Exercise prompt: In the text on coyote tobacco below, restate the paragraph beginning "The plant's first line of defense is chemical" as a short bulleted list that keeps its main facts.

Document text:
⁂

The Dismissal
Nicotiana attenuata — coyote tobacco — grows across the western basins of North America, from British Columbia to northern Mexico. Its flowers open at dusk. The corolla tubes, two to three centimeters long, release benzyl acetone into the night air, and the hawkmoth Manduca sexta arrives to drink nectar and, in the process, pollinate. This is an ancient arrangement. The flower's shape fits the moth's proboscis. The timing fits the moth's activity cycle. The volatile fits the moth's olfactory receptors. Everything about the flower is designed to attract this specific visitor.
The moth's larvae eat the plant.
Manduca sexta — the tobacco hornworm — uses Nicotiana attenuata as a host. The female moth lays eggs on the leaves she visits to drink. The larvae hatch and consume the foliage, each caterpillar capable of defoliating a significant portion of the plant. The pollinator and the herbivore are not two unrelated problems. They are parent and child. The moth that carries pollen in is the moth that deposits the eggs that will eat the plant alive.
The plant's first line of defense is chemical. When hornworm larvae chew through the trichomes on the leaf surface, the plant produces trypsin protease inhibitors — proteins that interfere with the caterpillar's digestion, slowing its growth and reducing the damage per unit time. This is a direct defense: attack the attacker. But it doesn't sever the relationship. The moth still visits. The larvae still hatch.
The second line is recruitment. When larval saliva contacts the damaged leaf tissue, the plant emits green leaf volatiles — a specific blend of six-carbon aldehydes and alcohols released through the jasmonic acid signaling pathway. These volatiles undergo a conformational change on contact with the hornworm's saliva, producing a modified signal that attracts Geocoris bugs — big-eyed bugs that prey on hornworm eggs and early-instar larvae. The plant cannot kill the caterpillar. So it calls something that can. This is an indirect defense: recruit a third party. But it still doesn't sever the relationship. The moth still visits. Some larvae survive.

⁂

[Entries in a dataset]
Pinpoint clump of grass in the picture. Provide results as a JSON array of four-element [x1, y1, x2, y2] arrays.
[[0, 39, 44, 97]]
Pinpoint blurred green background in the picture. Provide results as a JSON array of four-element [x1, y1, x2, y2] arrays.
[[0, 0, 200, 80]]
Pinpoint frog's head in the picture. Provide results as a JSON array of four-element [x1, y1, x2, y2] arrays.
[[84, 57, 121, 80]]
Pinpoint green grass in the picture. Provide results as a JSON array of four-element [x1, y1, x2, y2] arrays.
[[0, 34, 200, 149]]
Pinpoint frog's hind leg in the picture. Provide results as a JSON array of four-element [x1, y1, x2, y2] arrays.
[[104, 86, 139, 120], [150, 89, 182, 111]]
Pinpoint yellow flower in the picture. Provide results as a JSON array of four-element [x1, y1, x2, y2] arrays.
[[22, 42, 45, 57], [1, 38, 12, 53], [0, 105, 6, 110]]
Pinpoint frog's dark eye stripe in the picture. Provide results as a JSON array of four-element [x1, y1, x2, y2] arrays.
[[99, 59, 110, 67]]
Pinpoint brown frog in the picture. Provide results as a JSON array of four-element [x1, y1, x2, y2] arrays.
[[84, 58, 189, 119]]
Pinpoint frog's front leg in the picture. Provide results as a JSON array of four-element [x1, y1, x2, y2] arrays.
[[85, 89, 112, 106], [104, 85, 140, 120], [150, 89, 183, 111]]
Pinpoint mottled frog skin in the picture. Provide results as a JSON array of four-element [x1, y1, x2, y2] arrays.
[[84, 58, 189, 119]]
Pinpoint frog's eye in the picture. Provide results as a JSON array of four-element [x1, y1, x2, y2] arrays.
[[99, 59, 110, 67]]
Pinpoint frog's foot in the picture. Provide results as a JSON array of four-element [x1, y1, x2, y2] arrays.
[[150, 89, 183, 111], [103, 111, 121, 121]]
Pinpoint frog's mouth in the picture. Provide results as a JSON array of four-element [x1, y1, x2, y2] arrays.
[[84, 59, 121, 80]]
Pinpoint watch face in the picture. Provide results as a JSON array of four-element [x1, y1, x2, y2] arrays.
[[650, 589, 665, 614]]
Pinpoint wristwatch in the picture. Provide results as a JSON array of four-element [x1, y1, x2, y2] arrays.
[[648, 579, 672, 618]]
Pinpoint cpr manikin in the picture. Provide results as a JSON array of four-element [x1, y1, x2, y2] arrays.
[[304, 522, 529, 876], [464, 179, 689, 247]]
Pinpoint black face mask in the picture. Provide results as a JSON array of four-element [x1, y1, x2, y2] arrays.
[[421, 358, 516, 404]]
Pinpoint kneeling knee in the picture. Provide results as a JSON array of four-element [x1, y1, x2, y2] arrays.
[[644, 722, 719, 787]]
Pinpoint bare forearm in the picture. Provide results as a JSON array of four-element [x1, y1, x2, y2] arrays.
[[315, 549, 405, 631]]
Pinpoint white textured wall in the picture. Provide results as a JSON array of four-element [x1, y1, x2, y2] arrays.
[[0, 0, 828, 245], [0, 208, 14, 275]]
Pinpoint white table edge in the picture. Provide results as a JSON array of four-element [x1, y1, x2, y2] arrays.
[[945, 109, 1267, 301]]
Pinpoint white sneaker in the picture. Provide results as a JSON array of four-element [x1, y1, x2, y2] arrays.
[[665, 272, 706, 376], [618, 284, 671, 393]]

⁂

Result of the task:
- The plant's first defense is chemical.
- When hornworm larvae chew through the trichomes on the leaf surface, the plant produces trypsin protease inhibitors.
- These proteins interfere with the caterpillar's digestion, which slows its growth and reduces the damage per unit time.
- This is a direct defense that attacks the attacker.
- It does not sever the relationship: the moth still visits, and the larvae still hatch.